>>>
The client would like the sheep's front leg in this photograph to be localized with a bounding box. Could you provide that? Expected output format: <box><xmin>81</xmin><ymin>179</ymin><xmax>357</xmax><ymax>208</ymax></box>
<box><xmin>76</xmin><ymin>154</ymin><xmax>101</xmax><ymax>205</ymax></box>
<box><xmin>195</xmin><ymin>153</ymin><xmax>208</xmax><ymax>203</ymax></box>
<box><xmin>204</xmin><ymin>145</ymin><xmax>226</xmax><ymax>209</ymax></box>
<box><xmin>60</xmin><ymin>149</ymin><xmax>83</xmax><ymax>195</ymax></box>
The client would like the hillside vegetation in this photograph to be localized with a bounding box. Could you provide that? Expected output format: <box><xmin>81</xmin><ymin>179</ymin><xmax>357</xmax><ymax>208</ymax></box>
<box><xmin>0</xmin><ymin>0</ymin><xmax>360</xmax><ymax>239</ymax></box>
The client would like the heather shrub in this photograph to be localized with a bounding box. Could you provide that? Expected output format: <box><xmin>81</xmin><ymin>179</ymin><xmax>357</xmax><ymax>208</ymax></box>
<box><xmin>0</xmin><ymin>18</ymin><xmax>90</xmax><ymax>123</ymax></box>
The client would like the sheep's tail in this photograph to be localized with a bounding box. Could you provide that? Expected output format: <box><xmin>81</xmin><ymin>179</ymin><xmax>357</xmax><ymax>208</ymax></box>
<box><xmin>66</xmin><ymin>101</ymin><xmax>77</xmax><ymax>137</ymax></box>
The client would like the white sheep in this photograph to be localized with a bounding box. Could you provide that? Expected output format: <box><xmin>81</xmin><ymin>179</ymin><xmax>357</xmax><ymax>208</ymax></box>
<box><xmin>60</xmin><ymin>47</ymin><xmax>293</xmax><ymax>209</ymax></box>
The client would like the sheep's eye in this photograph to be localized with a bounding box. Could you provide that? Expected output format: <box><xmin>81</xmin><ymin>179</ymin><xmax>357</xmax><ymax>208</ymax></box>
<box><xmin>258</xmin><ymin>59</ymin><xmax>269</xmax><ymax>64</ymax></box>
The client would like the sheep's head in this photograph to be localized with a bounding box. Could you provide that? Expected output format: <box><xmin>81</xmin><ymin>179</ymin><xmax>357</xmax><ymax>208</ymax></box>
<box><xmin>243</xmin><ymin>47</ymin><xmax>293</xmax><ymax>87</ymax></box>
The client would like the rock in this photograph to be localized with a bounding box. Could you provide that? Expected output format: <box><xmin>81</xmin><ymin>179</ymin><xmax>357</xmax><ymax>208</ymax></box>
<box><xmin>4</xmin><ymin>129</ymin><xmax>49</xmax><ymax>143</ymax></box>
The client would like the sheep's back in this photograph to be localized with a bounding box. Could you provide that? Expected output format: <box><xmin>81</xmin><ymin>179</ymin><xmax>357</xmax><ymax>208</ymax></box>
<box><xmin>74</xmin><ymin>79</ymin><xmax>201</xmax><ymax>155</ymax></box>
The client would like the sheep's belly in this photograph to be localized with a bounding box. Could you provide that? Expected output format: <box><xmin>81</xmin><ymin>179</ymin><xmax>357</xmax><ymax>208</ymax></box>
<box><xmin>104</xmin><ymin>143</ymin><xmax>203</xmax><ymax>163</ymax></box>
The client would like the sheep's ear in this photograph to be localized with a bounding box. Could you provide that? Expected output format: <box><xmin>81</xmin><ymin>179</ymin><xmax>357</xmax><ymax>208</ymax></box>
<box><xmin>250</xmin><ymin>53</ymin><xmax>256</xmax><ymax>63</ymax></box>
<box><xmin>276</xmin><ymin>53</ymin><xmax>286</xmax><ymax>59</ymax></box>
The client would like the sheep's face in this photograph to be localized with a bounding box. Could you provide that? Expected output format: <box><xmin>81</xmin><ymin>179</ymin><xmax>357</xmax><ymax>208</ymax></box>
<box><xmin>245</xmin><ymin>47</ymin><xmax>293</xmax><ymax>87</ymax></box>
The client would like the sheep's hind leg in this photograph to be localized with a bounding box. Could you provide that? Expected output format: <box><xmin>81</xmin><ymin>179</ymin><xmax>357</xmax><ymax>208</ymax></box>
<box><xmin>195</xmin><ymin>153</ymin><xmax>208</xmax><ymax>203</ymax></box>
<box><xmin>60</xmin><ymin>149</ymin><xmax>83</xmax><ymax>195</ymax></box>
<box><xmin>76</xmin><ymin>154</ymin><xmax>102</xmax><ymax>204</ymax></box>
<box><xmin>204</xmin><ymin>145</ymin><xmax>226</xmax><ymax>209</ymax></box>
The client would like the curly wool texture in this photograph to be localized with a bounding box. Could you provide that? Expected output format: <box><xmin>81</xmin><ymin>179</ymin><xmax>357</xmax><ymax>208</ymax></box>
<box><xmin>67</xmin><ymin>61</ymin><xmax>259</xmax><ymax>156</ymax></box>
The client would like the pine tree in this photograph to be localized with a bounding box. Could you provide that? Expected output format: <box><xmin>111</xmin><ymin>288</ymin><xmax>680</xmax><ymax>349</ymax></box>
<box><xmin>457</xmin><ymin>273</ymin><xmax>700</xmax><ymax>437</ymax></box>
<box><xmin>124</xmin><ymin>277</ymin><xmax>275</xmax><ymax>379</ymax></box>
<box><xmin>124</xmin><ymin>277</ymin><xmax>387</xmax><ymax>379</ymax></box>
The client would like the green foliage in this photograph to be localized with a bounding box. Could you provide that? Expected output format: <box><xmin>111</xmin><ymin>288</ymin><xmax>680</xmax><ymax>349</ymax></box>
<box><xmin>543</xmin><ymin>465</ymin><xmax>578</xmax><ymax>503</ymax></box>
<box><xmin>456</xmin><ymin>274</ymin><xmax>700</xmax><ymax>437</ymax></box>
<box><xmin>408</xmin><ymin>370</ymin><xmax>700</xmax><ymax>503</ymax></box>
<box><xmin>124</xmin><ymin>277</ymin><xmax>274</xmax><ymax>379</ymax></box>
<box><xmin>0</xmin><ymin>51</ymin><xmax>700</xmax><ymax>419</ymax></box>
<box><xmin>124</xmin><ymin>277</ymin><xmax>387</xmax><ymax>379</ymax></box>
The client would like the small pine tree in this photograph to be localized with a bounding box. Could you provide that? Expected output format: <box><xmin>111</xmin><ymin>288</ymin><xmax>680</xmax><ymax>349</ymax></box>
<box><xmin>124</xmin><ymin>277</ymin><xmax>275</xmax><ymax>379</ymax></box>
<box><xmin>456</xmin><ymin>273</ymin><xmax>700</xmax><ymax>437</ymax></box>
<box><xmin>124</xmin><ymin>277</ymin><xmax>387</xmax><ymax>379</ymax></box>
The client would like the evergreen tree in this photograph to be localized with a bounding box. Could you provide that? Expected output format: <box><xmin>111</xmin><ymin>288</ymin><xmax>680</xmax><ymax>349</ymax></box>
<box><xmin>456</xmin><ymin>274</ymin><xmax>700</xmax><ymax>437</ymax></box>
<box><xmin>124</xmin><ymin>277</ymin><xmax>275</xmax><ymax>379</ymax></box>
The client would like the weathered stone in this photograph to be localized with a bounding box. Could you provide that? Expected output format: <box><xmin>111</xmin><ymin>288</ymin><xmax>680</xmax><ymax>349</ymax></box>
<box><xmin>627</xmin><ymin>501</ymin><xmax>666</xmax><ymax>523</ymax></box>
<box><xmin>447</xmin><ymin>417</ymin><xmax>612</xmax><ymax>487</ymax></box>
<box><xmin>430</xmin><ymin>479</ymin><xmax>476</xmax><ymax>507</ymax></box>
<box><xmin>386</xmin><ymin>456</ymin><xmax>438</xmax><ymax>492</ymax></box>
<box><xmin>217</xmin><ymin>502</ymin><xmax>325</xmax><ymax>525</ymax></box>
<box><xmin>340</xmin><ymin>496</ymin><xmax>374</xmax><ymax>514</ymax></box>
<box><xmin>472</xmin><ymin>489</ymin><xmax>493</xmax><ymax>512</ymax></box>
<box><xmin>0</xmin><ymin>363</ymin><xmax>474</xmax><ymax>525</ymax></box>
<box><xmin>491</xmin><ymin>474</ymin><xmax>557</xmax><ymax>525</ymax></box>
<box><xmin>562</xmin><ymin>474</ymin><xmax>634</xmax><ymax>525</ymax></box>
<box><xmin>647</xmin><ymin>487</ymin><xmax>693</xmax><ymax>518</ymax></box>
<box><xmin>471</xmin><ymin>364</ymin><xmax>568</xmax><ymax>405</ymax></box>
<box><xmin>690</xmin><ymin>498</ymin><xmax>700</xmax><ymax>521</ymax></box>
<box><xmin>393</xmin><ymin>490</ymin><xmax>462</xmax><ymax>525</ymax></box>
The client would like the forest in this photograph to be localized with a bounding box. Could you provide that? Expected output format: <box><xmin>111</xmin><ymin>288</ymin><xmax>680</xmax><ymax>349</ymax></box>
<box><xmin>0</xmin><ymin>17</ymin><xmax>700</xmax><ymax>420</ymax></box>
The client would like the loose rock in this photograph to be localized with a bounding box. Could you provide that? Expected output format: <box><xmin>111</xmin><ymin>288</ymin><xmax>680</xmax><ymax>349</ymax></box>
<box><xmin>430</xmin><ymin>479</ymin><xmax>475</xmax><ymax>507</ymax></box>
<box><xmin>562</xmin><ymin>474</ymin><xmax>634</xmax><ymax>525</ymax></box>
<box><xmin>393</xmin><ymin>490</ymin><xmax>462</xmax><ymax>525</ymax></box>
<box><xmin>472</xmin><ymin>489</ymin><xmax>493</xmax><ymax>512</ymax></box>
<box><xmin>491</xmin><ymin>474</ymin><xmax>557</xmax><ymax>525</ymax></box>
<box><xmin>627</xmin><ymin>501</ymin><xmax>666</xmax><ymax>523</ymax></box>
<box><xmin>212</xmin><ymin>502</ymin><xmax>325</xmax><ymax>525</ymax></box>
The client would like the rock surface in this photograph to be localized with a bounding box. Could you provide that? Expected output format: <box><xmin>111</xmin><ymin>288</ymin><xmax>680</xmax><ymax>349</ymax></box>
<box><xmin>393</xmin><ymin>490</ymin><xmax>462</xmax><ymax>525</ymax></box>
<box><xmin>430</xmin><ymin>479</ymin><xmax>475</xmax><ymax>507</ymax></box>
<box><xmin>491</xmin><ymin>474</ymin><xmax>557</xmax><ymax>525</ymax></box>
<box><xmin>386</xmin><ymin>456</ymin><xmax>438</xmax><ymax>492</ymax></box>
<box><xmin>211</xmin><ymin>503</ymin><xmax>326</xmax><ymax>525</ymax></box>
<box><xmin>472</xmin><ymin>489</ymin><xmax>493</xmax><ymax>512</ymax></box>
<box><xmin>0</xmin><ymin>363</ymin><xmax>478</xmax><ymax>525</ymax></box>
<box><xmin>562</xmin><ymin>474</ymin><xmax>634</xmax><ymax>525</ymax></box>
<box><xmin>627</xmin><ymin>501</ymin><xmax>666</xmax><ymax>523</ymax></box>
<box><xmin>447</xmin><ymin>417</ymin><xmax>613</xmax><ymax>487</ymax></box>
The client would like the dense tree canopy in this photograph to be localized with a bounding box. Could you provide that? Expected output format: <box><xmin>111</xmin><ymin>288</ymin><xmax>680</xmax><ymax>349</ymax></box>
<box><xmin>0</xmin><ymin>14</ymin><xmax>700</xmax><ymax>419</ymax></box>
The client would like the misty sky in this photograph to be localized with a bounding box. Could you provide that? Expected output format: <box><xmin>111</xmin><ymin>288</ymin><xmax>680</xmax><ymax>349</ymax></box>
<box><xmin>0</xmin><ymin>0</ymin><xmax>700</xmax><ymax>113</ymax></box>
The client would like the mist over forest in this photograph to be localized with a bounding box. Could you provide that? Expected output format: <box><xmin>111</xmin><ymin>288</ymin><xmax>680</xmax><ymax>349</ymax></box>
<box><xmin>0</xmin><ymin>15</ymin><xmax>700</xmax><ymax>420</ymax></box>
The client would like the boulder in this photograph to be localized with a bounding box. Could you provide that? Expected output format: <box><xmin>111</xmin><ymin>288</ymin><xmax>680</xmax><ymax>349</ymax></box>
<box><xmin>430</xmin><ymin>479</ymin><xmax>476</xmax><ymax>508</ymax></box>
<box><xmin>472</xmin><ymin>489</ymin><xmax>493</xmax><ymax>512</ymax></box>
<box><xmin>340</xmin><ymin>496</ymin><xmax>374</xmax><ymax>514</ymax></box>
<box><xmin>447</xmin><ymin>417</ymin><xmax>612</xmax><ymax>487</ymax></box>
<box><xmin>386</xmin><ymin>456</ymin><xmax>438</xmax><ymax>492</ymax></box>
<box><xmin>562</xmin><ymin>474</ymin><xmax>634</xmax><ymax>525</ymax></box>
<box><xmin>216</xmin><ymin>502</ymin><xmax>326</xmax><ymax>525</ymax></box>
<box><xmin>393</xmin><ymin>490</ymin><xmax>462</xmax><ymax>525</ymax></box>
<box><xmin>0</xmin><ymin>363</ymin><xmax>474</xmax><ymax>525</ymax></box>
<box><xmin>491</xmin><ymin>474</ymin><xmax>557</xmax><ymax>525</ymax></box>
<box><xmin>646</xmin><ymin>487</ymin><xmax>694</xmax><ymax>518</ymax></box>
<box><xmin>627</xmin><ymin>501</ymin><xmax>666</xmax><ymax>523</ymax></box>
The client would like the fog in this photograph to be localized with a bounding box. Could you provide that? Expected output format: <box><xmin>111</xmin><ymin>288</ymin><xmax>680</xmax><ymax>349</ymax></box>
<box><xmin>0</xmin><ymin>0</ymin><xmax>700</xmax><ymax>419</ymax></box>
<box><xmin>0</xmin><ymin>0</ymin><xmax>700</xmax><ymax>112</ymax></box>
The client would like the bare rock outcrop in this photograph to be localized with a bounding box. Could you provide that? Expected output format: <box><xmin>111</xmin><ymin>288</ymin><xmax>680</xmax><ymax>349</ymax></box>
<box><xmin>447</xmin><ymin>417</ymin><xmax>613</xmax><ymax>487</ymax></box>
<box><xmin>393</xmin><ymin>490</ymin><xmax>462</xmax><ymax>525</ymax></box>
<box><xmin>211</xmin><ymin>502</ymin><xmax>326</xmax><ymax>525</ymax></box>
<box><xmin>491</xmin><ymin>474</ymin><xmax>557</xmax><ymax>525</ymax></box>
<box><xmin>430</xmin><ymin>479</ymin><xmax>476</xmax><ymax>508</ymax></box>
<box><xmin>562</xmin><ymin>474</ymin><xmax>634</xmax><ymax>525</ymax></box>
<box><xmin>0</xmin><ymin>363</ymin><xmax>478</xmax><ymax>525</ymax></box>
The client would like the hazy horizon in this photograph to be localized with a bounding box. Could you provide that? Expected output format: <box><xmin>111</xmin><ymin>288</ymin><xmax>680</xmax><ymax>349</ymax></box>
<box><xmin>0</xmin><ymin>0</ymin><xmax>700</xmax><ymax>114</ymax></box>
<<<
The exercise — Please count the lines in the material above that contain the word "forest" and reply with that number alone.

Correct output — 2